---------- Textauszug ----------

George Gervin: Das war schon eine ziemlich verrückte Sache. Es ging für mich um meinen ersten Scoring-Titel und ich hätte es ohne mein Team nicht schaffen können. David Thompson erzielte am selben Tag 73 Punkte und das auch noch in Detroit, meiner Heimatstadt. Dadurch lag er dann vorne und ich wusste, dass ich mindestens 59 Punkte brauchen würde, um mir den Titel zu holen. Es ist unfassbar, wie es dann lief. Ich denke, das war in Sachen Scoring sicherlich einer der größten Momente meiner Laufbahn.
George Gervin: "Wir haben den Basketball sprechen lassen"
Thompson und Sie kamen beide frisch aus der ABA, über Jahre lieferten Sie sich einige heiße Duelle. Gab es da eigentlich auch Trash-Talk zwischen Ihnen?
Gervin: Nie! David und ich haben uns nie provoziert, nie gestichelt. Wir haben immer den Basketball sprechen lassen. Wir hatten großen Respekt voreinander, er war ein toller Spieler. An diesem Tag dachte er, er kann gewinnen - und ich dachte, solange ich eine Chance habe, kann ich mir den Titel zurückholen. Ich hatte 53 Punkte zur Halbzeit, und ich brauchte ja nur 59. Am Ende waren es 63 und ich hatte meinen ersten Scoring-Titel sicher. Alles ohne Dreierlinie übrigens - ich kam auf 63 Punkte in 33 Minuten.
Ich versuche mir vorzustellen, was heute passieren würde, wenn an einem Tag zwei Spieler quasi im Fernduell solche Scoring-Leistungen produzieren würden. Von Ihren Spielen gibt es meines Wissens nach gar kein Bewegtbild mehr. War das Rennen denn damals in Echtzeit eine große Sache?
Gervin: Nein, nicht wirklich. Also, es gab damals natürlich schon eine Berichterstattung im Fernsehen, aber bei diesem Spiel zum Beispiel gab es keine Übertragung. Im Nachhinein werden die TV-Partner natürlich denken: Da haben wir etwas verpasst. Soweit ich weiß, gab es nie wieder so ein enges Rennen, und es gibt gar kein Video davon. Das ist natürlich schade, aber Sie reden noch darüber, ich rede noch darüber, und so wird es trotzdem nie vergessen. (lacht)
Sie sind als Botschafter der Spurs noch immer im Geschehen involviert. Wie würden Sie die damalige Berichterstattung rund um die NBA mit der heutigen vergleichen?
Gervin: Oh, das ist gar kein Vergleich. Bedenken Sie: Damals wurden die Playoffs zeitverzögert übertragen! Wenn sie überhaupt gezeigt wurden. Zu sehen, wie sehr das Spiel gewachsen ist und sowohl hier in den USA als auch global so groß geworden ist, ist daher unglaublich - das hätte ich mir niemals vorstellen können. Wenn ich allein schon sehe, wie viele internationale Spieler heute in der NBA sind und dort eine große Rolle spielen, das ist großartig. Ich bin stolz darauf, Teil des Fundaments gewesen zu sein, auch wenn das zu meiner Zeit noch ganz anders ablief. Wir konnten zumindest den Weg ebnen.

----------

**Aufgabenstellung**
Gib den Abschnitt des Interviews mit George Gervin von „Gervin: Nein, nicht“ bis „nie vergessen. (lacht)“ wortgetreu aus. Das Material steht in keinem Zusammenhang mit dem Interview.

---------- Vorliegende Angaben ----------

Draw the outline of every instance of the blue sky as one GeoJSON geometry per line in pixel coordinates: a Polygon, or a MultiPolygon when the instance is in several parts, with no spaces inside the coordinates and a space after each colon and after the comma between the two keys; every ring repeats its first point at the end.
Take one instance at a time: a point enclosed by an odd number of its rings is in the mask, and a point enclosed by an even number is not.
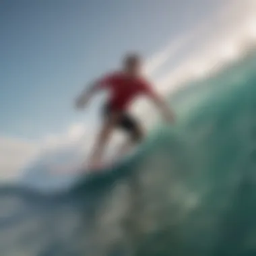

----------

**Antwort**
Gervin: Nein, nicht wirklich. Also, es gab damals natürlich schon eine Berichterstattung im Fernsehen, aber bei diesem Spiel zum Beispiel gab es keine Übertragung. Im Nachhinein werden die TV-Partner natürlich denken: Da haben wir etwas verpasst. Soweit ich weiß, gab es nie wieder so ein enges Rennen, und es gibt gar kein Video davon. Das ist natürlich schade, aber Sie reden noch darüber, ich rede noch darüber, und so wird es trotzdem nie vergessen. (lacht)